Entries for labeling bounding boxes
==============================

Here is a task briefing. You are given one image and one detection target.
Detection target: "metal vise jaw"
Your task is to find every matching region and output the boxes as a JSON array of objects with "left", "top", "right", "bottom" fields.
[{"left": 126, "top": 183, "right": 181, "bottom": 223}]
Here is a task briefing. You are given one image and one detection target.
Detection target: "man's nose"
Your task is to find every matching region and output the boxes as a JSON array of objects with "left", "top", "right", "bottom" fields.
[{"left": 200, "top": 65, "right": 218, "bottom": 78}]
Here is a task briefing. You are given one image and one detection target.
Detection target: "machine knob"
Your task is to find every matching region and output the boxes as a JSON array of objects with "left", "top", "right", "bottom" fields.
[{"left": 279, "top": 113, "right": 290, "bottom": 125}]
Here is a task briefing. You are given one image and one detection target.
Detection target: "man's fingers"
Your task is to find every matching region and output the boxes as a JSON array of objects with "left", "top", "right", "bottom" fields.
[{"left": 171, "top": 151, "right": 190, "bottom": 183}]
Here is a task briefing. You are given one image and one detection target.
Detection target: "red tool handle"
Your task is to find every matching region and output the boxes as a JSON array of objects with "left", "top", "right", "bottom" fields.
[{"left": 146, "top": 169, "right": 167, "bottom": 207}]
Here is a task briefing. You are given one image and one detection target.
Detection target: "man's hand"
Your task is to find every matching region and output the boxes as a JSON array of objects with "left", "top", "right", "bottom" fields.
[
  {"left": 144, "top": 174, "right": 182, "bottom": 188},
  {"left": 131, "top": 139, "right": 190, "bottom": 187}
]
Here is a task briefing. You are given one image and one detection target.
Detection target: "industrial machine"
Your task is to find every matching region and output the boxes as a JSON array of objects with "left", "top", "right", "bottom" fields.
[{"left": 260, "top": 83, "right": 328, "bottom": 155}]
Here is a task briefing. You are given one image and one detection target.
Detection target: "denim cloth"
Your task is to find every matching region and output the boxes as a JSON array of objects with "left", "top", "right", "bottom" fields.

==============================

Task prompt: Pull out and copy each line above that contains the string "machine", treating uppercase and lowercase as distinct.

Exercise solution:
Detection target: "machine knob"
Detection target: "industrial machine"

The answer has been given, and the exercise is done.